## Begin Record extracts
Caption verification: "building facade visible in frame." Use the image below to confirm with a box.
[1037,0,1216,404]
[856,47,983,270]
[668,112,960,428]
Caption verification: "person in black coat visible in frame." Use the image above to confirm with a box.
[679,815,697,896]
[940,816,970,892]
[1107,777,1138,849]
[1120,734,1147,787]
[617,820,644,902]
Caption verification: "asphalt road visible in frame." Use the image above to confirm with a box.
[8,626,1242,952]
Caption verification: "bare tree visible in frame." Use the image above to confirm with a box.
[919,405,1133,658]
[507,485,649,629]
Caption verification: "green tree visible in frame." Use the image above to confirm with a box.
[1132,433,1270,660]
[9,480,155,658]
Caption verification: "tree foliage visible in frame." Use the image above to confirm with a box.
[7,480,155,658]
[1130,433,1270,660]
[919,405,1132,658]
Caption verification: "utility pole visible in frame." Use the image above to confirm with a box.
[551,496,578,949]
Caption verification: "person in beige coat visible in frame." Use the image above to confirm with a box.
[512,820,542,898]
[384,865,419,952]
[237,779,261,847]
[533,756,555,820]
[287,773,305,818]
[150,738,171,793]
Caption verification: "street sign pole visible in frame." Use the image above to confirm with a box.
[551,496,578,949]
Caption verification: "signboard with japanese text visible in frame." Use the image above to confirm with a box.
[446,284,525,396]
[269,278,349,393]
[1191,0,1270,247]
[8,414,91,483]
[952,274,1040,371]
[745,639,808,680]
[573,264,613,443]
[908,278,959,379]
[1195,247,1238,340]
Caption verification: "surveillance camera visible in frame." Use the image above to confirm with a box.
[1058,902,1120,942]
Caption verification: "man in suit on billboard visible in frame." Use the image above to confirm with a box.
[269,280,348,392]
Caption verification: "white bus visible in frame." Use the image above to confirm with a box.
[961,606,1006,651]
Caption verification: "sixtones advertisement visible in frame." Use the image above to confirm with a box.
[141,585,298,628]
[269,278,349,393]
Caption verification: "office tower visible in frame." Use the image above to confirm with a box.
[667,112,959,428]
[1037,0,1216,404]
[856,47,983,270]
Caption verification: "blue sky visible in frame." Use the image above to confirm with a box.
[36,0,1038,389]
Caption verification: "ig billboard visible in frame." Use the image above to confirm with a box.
## End Record extracts
**Exercise aim:** Copy out every entry above word for word, keeping each line unchanged.

**Written answer:**
Caption verification: "building facade visible in frame." Use the image below to confirm with a box.
[1037,0,1216,404]
[856,47,983,270]
[668,112,960,428]
Caption verification: "person in black coat visible in frame." Use the image above to confirm with a box.
[679,815,697,896]
[940,816,970,892]
[1107,777,1138,849]
[1120,734,1147,787]
[617,820,644,902]
Caption verification: "asphalt road visible in frame." Use the image above to confirm with a box.
[8,626,1242,952]
Caption verification: "bare tree visible in frame." Use the image above to confirm with a box.
[919,405,1133,658]
[507,485,649,629]
Caption verification: "green tree visible in frame." Use the image above to confirm with a box.
[1132,433,1270,660]
[9,480,155,658]
Caption verification: "tree foliage visible in frame." Use the image above to confirm with a box.
[7,480,155,658]
[1130,433,1270,660]
[919,405,1132,658]
Caption verification: "utility pole visible in frame." Use the image above to confirm with a box.
[551,496,578,949]
Caption verification: "person in beige coat visible in frame." Use the image above to confirm with a box.
[512,820,542,898]
[384,865,419,952]
[237,779,261,847]
[533,756,555,820]
[287,773,305,818]
[150,738,171,793]
Caption verification: "street sign pole visible in frame." Use the image above to confirm with a box.
[551,496,578,949]
Caption verification: "signboard with japanese text visible in frame." Use the image above to confirm with a box.
[446,284,525,396]
[269,278,349,393]
[1191,0,1270,247]
[8,414,91,483]
[952,274,1040,371]
[745,639,808,680]
[573,264,613,443]
[908,278,959,379]
[1195,247,1238,340]
Caption verification: "surveillance camera visible in frame." Use the image above to confirm with a box.
[1058,902,1120,942]
Caption verification: "man in suit on billboard visible in frame." Use the image above to confirm with a box.
[269,280,348,392]
Caption verification: "white bus visible in frame." Use the image above to confirm with a box.
[961,606,1006,651]
Caption verification: "sixtones advertisement visible in frame." Use the image above to confirm with a box.
[141,585,298,628]
[269,278,349,393]
Caption verification: "office tower visible in frame." Use the image above to confirm with a box.
[667,112,959,428]
[1037,0,1216,404]
[856,47,983,270]
Caption verification: "blue sky visible in frame." Use the image above to confirm with a box.
[36,0,1038,389]
Caption verification: "ig billboard visible in frame." Use the image above to confirm with a box.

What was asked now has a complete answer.